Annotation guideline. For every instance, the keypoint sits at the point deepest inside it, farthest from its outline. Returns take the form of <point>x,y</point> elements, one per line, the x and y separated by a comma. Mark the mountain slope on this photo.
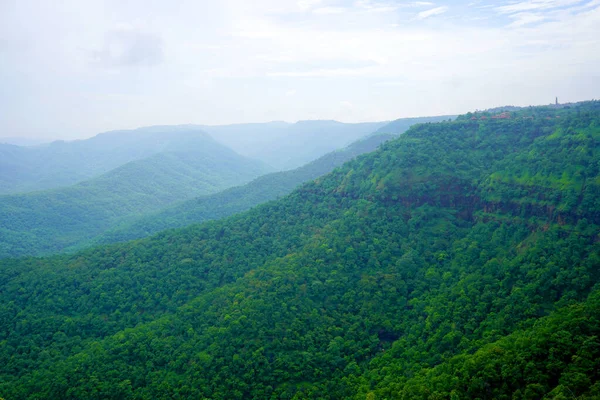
<point>351,286</point>
<point>49,221</point>
<point>287,146</point>
<point>59,164</point>
<point>234,200</point>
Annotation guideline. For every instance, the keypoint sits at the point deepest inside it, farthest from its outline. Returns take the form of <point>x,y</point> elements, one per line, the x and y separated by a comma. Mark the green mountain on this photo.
<point>53,220</point>
<point>457,261</point>
<point>287,146</point>
<point>61,164</point>
<point>237,199</point>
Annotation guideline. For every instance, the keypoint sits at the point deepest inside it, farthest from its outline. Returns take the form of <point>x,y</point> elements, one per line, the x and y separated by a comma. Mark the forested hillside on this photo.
<point>60,163</point>
<point>238,199</point>
<point>287,146</point>
<point>457,261</point>
<point>53,220</point>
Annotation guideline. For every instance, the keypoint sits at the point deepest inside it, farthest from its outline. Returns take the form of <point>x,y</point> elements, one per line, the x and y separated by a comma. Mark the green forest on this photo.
<point>53,220</point>
<point>457,261</point>
<point>237,199</point>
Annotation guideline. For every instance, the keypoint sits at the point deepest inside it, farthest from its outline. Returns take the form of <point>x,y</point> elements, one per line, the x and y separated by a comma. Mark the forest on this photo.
<point>457,261</point>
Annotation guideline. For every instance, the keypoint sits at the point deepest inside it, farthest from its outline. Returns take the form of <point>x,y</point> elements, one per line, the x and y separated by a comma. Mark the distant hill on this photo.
<point>401,125</point>
<point>457,261</point>
<point>238,199</point>
<point>49,221</point>
<point>287,146</point>
<point>60,163</point>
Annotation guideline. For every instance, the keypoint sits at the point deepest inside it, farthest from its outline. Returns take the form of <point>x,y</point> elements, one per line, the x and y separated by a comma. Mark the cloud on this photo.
<point>329,10</point>
<point>522,19</point>
<point>432,12</point>
<point>532,5</point>
<point>126,46</point>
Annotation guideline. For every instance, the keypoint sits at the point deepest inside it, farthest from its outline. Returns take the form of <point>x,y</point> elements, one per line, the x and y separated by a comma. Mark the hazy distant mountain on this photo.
<point>286,146</point>
<point>240,198</point>
<point>60,163</point>
<point>51,220</point>
<point>401,125</point>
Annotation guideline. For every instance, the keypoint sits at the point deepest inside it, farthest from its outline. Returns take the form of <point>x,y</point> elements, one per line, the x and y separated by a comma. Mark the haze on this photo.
<point>72,69</point>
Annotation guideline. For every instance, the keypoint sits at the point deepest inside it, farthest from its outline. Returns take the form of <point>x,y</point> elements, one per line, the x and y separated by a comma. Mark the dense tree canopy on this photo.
<point>457,261</point>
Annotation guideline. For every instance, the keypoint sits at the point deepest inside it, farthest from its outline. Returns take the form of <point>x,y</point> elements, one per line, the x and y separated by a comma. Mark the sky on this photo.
<point>71,69</point>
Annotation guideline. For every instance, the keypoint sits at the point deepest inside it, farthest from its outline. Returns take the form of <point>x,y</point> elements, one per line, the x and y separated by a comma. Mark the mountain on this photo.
<point>60,163</point>
<point>52,220</point>
<point>459,260</point>
<point>401,125</point>
<point>237,199</point>
<point>287,146</point>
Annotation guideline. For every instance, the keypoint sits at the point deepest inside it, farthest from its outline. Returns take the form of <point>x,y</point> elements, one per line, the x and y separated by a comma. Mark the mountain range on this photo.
<point>457,261</point>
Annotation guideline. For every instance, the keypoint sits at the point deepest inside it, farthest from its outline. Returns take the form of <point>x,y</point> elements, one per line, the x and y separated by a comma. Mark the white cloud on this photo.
<point>532,5</point>
<point>329,10</point>
<point>432,12</point>
<point>234,61</point>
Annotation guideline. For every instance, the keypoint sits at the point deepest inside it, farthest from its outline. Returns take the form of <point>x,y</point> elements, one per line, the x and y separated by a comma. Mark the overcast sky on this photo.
<point>75,68</point>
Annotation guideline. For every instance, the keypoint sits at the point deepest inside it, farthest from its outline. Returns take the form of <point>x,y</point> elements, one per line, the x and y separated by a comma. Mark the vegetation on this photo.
<point>238,199</point>
<point>53,220</point>
<point>60,164</point>
<point>287,146</point>
<point>454,262</point>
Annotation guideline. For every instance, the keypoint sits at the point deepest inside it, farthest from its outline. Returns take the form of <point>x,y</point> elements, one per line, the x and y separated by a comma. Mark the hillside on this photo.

» **Exercise goal**: Rename "Annotation guideline" as "Labeling rule" in the entries from the line with "the sky on this photo." up to and including the line with "<point>454,262</point>", and return only those lines with nothing else changed.

» **Output of the task**:
Labeling rule. For every instance, the keypoint sits at the point deepest inside it, farthest from its outline. Returns take the form of <point>x,y</point> elements, one per line, the x and y separated by a comma. Mark the sky on this photo.
<point>71,69</point>
Labeling rule. For every instance, the keypoint sits at the point deepest inside it, farthest from its outline. Returns take the form of <point>x,y</point> elements, one per line, the x and y separated by a comma. Mark the mountain on this photo.
<point>60,163</point>
<point>52,220</point>
<point>459,260</point>
<point>401,125</point>
<point>237,199</point>
<point>287,146</point>
Labeling rule. For every instance, the keypoint sits at the point deepest inside it, farthest from its outline. Returns take the form of <point>x,y</point> elements, one per line, the x and y separated by a comma. Mark the mountain range on this photo.
<point>457,261</point>
Labeling rule. For every instance, the keypoint sits at the point deepest inside it, farthest from its outline. Returns take the form of <point>x,y</point> elements, one per line, the x and y separated by a comma. Mark the white cloud on this photo.
<point>532,5</point>
<point>329,10</point>
<point>432,12</point>
<point>234,61</point>
Labeling rule. For every instance, the keypoint sits at the point deepest inside it, farthest from its outline. Returns take the form of <point>x,y</point> elements, one per line, the x and y separated by a comma. Mark the overcast sky on this photo.
<point>75,68</point>
Labeling rule. For every instance, the keypoint sits at the point deepest inside it, farthest from its outline. Returns take the form of <point>x,y</point> elements, one per line, the x and y separated by a comma. Mark the vegetation on this photo.
<point>238,199</point>
<point>53,220</point>
<point>60,164</point>
<point>287,146</point>
<point>454,262</point>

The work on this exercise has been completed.